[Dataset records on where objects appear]
————
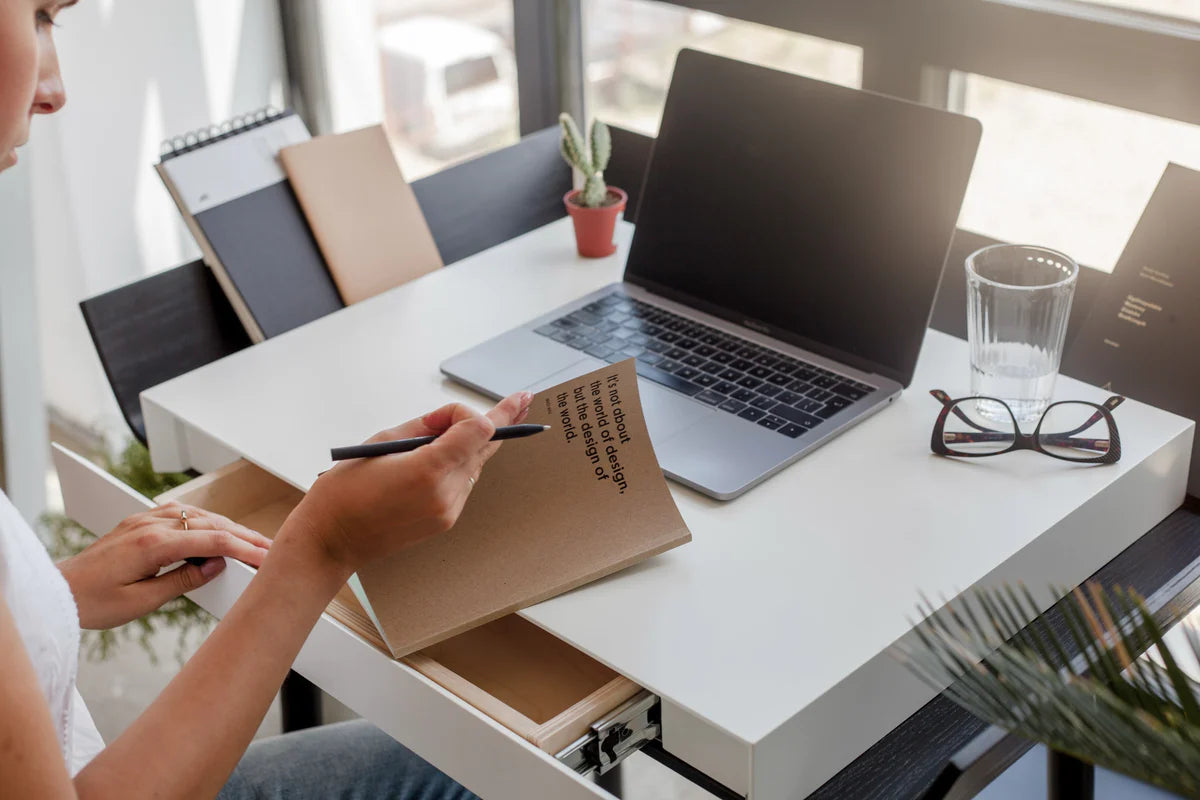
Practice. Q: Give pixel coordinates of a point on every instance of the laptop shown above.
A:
(786, 254)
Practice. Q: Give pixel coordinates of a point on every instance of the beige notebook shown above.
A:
(361, 211)
(550, 513)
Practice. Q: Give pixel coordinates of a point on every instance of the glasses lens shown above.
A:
(1075, 431)
(973, 428)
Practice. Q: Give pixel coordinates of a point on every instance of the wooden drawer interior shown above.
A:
(528, 680)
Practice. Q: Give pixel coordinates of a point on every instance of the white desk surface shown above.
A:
(735, 627)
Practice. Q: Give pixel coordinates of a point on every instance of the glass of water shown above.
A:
(1018, 304)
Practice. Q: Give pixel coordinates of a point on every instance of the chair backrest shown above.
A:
(159, 328)
(496, 197)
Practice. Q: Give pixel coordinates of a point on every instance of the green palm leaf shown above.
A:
(1003, 661)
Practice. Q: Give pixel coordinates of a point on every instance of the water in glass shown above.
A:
(1018, 305)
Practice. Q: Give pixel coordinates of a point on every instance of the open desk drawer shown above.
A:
(490, 707)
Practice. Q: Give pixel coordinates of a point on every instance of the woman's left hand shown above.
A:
(115, 579)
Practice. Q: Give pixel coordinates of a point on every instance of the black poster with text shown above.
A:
(1143, 335)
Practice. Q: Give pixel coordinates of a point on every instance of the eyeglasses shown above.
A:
(984, 426)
————
▸ Problem requirements: Scale the stretch of the records from the line containing "interior shown above." through the line containing "(1143, 335)", with both ends included. Repeat every line of it, requests included, and multiply each coordinate in the answers by 1.25, rounding to whole numbers with halves rounded up.

▸ Response to this task:
Practice. Q: Give pixel coordinates of a point on every instance of the wooden drawer interior shown above.
A:
(660, 850)
Practice. Q: Give pixel coordinates of a point on every instance of the white desk surface shown above.
A:
(919, 784)
Practice. Q: Give pixel coordinates of a point on every instance of the glass of water shown above.
A:
(1273, 380)
Practice. Q: Give pixel coordinates of a point on every instance of the chair backrest shown above.
A:
(199, 410)
(620, 246)
Practice. Q: Give pixel coordinates of a point on every instance of the green palm leaf shown above.
A:
(1254, 826)
Practice. Q: Give pixel coordinates of a point on every instance of the water in glass shown above.
A:
(1273, 381)
Practice. Q: Give pixel coordinates of a point on every instance of the open desk drawer shown above.
A:
(613, 884)
Practice. Q: Give pixel coordinates of a point on every instance of the woman's left hand shown above.
A:
(144, 724)
Practice. Q: Give pixel coordinates of a point on every instance of the black poster with text shown above.
A:
(1429, 419)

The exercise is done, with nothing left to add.